Filter the data for "lime" and copy matching lines.

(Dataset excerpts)
* * *

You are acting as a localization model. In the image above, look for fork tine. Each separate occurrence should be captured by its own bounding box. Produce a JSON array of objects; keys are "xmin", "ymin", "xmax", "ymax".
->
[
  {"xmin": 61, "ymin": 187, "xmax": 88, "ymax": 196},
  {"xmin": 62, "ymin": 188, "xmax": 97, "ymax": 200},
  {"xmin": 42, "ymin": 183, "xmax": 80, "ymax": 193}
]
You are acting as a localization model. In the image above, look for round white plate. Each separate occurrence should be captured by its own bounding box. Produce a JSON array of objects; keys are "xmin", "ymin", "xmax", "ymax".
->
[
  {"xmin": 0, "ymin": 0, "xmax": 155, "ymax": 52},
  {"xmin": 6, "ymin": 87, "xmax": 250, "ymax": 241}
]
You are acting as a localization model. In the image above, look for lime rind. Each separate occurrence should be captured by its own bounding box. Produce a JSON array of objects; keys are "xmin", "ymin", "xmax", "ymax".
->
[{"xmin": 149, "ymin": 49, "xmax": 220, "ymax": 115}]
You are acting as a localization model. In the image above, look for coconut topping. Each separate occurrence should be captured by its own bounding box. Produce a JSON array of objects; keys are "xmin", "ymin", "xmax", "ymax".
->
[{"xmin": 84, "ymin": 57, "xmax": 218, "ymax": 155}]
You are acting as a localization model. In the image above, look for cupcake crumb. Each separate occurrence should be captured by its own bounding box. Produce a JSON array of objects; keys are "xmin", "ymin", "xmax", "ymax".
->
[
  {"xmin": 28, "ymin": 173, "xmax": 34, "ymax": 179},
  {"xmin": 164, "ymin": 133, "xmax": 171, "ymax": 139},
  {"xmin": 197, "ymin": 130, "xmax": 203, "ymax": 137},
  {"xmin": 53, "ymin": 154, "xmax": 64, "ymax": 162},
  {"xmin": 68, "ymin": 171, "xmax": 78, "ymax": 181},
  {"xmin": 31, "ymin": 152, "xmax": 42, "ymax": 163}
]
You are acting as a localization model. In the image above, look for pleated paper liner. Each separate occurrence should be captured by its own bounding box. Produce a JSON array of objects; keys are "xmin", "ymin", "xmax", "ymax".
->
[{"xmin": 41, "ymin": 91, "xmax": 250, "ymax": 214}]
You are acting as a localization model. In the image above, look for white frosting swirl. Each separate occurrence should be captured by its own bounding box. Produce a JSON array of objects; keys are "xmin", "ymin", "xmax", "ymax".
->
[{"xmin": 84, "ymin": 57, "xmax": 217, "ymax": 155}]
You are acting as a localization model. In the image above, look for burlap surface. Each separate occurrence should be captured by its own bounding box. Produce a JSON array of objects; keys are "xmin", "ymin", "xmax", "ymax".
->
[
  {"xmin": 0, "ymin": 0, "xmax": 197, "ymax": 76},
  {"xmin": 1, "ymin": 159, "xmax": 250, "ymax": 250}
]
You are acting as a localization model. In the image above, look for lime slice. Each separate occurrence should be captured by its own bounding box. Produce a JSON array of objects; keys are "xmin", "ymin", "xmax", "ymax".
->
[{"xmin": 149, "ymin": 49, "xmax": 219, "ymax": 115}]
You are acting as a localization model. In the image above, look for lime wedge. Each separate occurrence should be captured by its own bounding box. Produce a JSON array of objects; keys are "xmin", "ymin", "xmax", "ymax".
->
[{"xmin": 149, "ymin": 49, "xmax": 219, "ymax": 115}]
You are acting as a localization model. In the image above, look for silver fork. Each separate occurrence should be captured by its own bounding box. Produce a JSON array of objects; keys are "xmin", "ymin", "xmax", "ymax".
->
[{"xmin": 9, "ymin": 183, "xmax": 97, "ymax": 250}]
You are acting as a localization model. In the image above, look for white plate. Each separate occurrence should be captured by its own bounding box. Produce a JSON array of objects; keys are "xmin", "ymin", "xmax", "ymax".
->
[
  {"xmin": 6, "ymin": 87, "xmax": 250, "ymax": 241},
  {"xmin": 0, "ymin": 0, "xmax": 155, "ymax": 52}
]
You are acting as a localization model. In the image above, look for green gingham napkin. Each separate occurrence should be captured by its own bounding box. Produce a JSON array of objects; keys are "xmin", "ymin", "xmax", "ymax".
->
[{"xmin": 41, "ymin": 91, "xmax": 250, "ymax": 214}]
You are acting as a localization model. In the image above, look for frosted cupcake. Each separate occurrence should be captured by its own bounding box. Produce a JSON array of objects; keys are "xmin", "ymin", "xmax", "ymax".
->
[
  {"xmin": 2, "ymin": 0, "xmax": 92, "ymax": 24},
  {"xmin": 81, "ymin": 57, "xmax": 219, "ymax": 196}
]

* * *

▶ Solved exercise:
You are acting as a localization model. In the image above, look for lime rind. Each separate occurrence should be captured by its own bounding box. Produce a JSON array of objects; keys are "xmin", "ymin", "xmax", "ymax".
You are acting as a localization model. In the image above, look for lime slice. Each separate occurrence should be captured by its own bounding box. Produce a JSON array of objects; keys are "xmin", "ymin", "xmax", "ymax".
You are acting as a localization model. In the image above, look for lime wedge. Each separate occurrence should be captured by its own bounding box. Produce a JSON array of objects; keys are "xmin", "ymin", "xmax", "ymax".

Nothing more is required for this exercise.